§ **WHAT YOU NEED TO DO**
Print all of the records below word for word, omitting the pictures.

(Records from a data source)
(begin)

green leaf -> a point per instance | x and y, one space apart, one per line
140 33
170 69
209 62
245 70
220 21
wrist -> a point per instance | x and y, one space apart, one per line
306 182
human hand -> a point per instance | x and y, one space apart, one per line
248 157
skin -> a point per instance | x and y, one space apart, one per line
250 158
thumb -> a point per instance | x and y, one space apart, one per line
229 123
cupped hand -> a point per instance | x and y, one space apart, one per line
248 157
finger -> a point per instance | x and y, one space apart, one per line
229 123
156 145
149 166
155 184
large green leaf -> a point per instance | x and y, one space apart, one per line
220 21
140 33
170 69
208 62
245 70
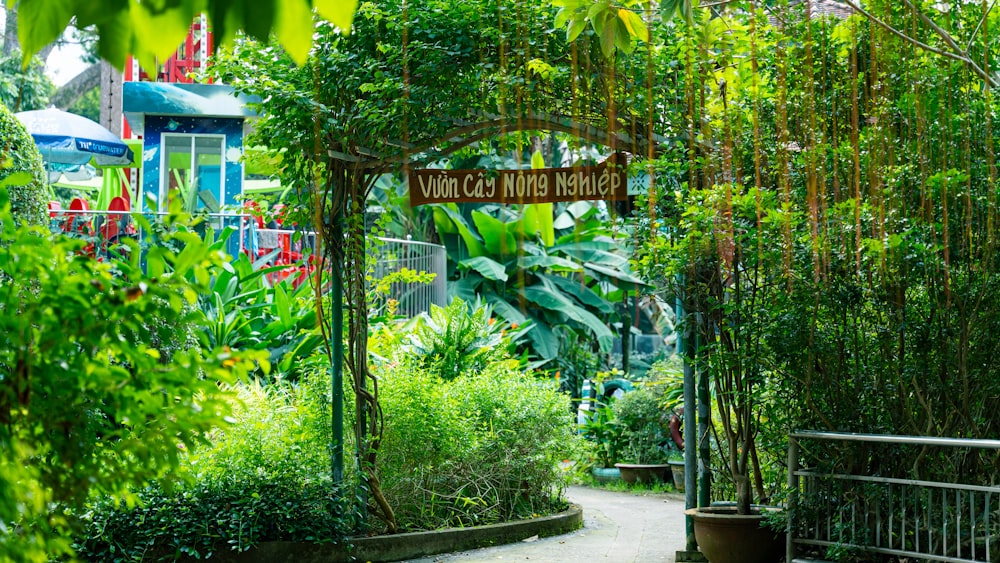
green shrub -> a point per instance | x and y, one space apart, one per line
643 426
89 404
198 522
479 449
21 165
266 477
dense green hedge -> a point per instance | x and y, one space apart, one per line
18 153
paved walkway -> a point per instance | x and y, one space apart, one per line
618 528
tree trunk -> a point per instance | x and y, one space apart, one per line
69 93
10 41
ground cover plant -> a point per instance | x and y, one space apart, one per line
476 447
263 477
102 380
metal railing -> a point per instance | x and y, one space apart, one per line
414 298
832 506
104 228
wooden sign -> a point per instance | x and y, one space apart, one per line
606 181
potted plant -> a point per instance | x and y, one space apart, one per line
726 292
602 430
644 436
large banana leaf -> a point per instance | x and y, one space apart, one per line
498 239
546 296
620 279
588 297
551 262
449 220
488 267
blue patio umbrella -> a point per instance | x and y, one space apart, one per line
66 139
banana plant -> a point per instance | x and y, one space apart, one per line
568 271
246 311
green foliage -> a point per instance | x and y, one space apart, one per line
21 170
616 25
96 394
245 311
602 429
264 477
570 283
642 423
460 339
149 31
478 449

(end)

§ **WRITTEN ANSWER**
green leaf -> a point per instance | x and y, one space apart, one per line
140 33
170 69
209 62
245 70
220 21
wrist -> a point per instance | x and y, one space apart, one per line
306 182
human hand -> a point per instance | x and y, one space apart, one per line
248 157
skin -> a point per instance | x and y, one space apart, one per line
250 158
thumb -> a point per instance | x and y, one space apart, one per line
229 123
cupped hand -> a point per instance | x and y, one space apart, one per line
248 157
finger -> a point per instance | x and y, one space apart, one per line
229 123
156 145
149 166
155 184
large green leaf -> a point per instance | x and y, one space apart, one per line
220 21
140 33
170 69
208 62
245 70
green shrub -> a point per instance | x and y, one space apart, one per line
643 426
89 404
198 522
479 449
21 165
266 477
dense green hedge -> a point per instance | x and y, one space apart, one per line
18 153
paved walkway -> a point per instance | x and y, one space apart, one per line
618 528
tree trunk -> a point per instance | x and y, one space apart, one per line
69 93
10 41
ground cover plant -> a point per instance | x and y, one space apart, one per line
476 447
263 477
102 380
metal railing -> a point per instance | x and y, one space apart, one per line
414 298
832 506
104 228
wooden sign -> a point per instance | x and y, one space apart, one per line
606 181
potted plant -> a point per instance | x and y, one space apart, one per line
726 292
602 430
644 436
large banana leaf -> a point per instance | x and y, one space apart, one per line
498 239
546 296
620 279
588 297
551 262
449 220
488 267
blue patio umbrella -> a point per instance | x and y, one space apart, one per line
66 139
banana plant -> a point per instance | x and y, one space apart, one per line
568 271
246 311
green foliage -> a point per instance | x and y, one space apart, one per line
21 170
616 25
96 394
245 311
602 429
264 477
570 283
642 423
460 339
149 31
478 449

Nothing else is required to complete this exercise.